Point localization data
━━━━━━━━━━━━━━━━
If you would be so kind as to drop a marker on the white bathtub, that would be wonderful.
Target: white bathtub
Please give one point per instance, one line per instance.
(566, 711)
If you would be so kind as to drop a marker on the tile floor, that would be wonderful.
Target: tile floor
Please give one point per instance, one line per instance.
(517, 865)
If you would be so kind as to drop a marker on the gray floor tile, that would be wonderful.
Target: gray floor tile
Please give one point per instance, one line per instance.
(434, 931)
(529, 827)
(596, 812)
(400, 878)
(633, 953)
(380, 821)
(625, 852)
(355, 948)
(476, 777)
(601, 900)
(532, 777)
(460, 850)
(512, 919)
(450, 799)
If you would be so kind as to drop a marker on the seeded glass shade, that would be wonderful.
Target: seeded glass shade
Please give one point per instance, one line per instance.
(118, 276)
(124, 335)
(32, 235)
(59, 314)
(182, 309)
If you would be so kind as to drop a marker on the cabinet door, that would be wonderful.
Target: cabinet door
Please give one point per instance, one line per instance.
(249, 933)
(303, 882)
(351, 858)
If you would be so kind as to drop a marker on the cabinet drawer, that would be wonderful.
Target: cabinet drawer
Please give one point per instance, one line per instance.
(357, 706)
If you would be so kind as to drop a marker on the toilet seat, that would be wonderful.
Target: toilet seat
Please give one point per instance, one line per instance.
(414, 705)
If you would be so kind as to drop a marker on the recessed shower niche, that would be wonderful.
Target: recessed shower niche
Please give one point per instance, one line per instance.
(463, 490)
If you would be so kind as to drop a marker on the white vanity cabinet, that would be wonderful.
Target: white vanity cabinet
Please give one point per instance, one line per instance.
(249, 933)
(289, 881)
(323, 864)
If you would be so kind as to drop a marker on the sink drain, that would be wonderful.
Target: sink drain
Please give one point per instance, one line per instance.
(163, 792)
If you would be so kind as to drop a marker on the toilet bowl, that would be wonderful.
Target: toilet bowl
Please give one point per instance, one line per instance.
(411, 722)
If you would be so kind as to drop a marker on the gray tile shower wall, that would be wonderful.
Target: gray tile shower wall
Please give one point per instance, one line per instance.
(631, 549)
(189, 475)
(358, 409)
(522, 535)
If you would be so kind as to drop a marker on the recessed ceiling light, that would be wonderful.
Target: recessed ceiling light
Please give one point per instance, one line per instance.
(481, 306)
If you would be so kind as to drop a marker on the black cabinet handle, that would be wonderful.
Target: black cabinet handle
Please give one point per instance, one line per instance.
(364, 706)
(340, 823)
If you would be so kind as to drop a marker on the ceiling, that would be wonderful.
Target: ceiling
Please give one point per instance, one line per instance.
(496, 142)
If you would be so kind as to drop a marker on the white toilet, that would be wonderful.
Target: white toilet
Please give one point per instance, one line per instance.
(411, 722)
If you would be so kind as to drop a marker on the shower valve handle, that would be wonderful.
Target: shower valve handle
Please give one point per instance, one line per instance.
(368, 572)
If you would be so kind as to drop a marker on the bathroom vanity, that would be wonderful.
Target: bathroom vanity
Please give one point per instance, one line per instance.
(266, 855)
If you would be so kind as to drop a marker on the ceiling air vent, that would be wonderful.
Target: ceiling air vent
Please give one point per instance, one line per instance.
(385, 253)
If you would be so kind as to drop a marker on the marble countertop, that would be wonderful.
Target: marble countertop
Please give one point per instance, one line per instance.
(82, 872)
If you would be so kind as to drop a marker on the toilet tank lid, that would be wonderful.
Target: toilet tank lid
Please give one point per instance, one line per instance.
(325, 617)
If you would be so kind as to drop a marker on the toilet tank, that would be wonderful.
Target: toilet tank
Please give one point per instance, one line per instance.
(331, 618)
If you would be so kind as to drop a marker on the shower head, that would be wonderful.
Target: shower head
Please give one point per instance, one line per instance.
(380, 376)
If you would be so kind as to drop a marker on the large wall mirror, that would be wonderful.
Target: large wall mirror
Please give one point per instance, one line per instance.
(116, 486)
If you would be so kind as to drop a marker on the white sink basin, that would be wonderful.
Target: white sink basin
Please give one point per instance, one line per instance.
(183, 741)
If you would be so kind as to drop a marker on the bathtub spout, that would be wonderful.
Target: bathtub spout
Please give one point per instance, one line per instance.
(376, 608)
━━━━━━━━━━━━━━━━
### The task
The data above needs retyping. Reproduce each line exactly.

### Response to the task
If you would be so kind as to drop a marker on the white bathtub, that would be wonderful.
Target: white bathtub
Please give one point per instance, one line per instance.
(566, 711)
If you would be so kind as to drop a marker on the tile floor, that would be wonderful.
Target: tile floor
Please give one point per instance, one line per instance.
(517, 865)
If you would be so kind as to drop a marker on the gray floor tile, that would be wonderful.
Target: gray floor tile
Please give one point per instance, one line per instance.
(434, 931)
(529, 827)
(596, 812)
(400, 878)
(633, 953)
(380, 821)
(625, 852)
(355, 948)
(476, 777)
(601, 900)
(532, 777)
(460, 850)
(512, 919)
(450, 799)
If you would be so kind as to drop a marker on the seeded glass shade, that would be wonderful.
Target: seeded glass shade
Please give one point per instance, one line per instance.
(118, 276)
(124, 335)
(32, 235)
(59, 314)
(182, 309)
If you would be so kind as to drop a marker on the cabinet door, that would be wonderful.
Target: cabinet door
Please give one point per instance, one line per instance.
(249, 933)
(303, 882)
(351, 858)
If you would be so kind as to drop a marker on the cabinet drawer, that would be wonderful.
Target: cabinet drawer
Please give one point per instance, one line per instance.
(357, 706)
If you would be so kind as to drop a marker on the toilet seat, that would be wonderful.
Target: toilet seat
Please give one point per instance, one line per instance.
(414, 705)
If you would be so kind as to drop a marker on the recessed shower niche, that would be wonderful.
Target: recessed shower niche
Please give one point per instance, one line per instance.
(463, 490)
If you would be so kind as to drop a marker on the white vanity cabinet, that would be wonderful.
Target: white vanity cabinet
Please give one point per instance, one line per instance.
(249, 933)
(289, 881)
(323, 864)
If you would be so kind as to drop a marker on the sink drain, that would be wonderful.
Target: sink drain
Please give one point per instance, one line per instance.
(163, 792)
If you would be so kind as to drop a marker on the toilet bowl, that would be wonderful.
Target: toilet bowl
Please give one point per instance, one line per instance.
(411, 722)
If you would be so kind as to drop a marker on the gray tile shower wall, that would be wonderful.
Target: gray tile shower wall
Please give one point per instance, one line per instance.
(631, 549)
(189, 475)
(358, 409)
(522, 535)
If you would be so kind as to drop a marker on the recessed ceiling light, that would be wonderful.
Target: recessed ceiling light
Please give one point per instance, one line per instance.
(481, 306)
If you would be so kind as to drop a marker on the black cabinet handle, that would be wonderful.
Target: black cabinet handle
Please give one point per instance, one line per instance.
(364, 706)
(340, 823)
If you would be so kind as to drop a marker on the ceiling, that would be wonderful.
Target: ceiling
Please give one point per instance, one line per instance.
(496, 142)
If you would be so kind as to drop a marker on the white toilet, that would be wonderful.
Target: white toilet
Please give one point per instance, one line per instance.
(411, 722)
If you would be so kind as to drop a marker on the shower valve handle, that would be wonderful.
Target: shower valve handle
Please give one point per instance, one line per instance.
(368, 572)
If you would be so kind as to drop a marker on the bathroom vanity, that would be wonderful.
Target: bathroom vanity
Please give one point per instance, one line per instance.
(266, 855)
If you would be so kind as to drop a marker on the ceiling air vent, that would be wonderful.
Target: ceiling air vent
Please give one point per instance, one line per instance.
(385, 253)
If you would be so kind as to drop a marker on the marble countertop, that would be wonderful.
Target: marble countertop
Please give one point per instance, one line per instance.
(82, 872)
If you would be so kind as to drop a marker on the toilet tank lid, that would be wonderful.
Target: toilet tank lid
Please give one point per instance, one line per instance.
(325, 617)
If you would be so kind as to drop a marker on the toilet tank, that would be wonderful.
Target: toilet tank
Please give one point per instance, one line per instance.
(331, 618)
If you would be so kind as to drop a marker on the shower head, that would be wonderful.
Target: shower head
Please give one point per instance, one line per instance.
(380, 376)
If you would be so kind as to drop a marker on the large wall mirror, that would be wonderful.
Target: large wall mirror
Please give one point per instance, one line per instance.
(116, 486)
If you would be so kind as to drop a marker on the white sink basin, that would be wonderful.
Target: white sink basin
Please give one point per instance, one line per instance.
(183, 741)
If you would be so kind as to drop a marker on the bathtub spout, that would be wonderful.
Target: bathtub spout
Please give one point per instance, one line per instance.
(376, 608)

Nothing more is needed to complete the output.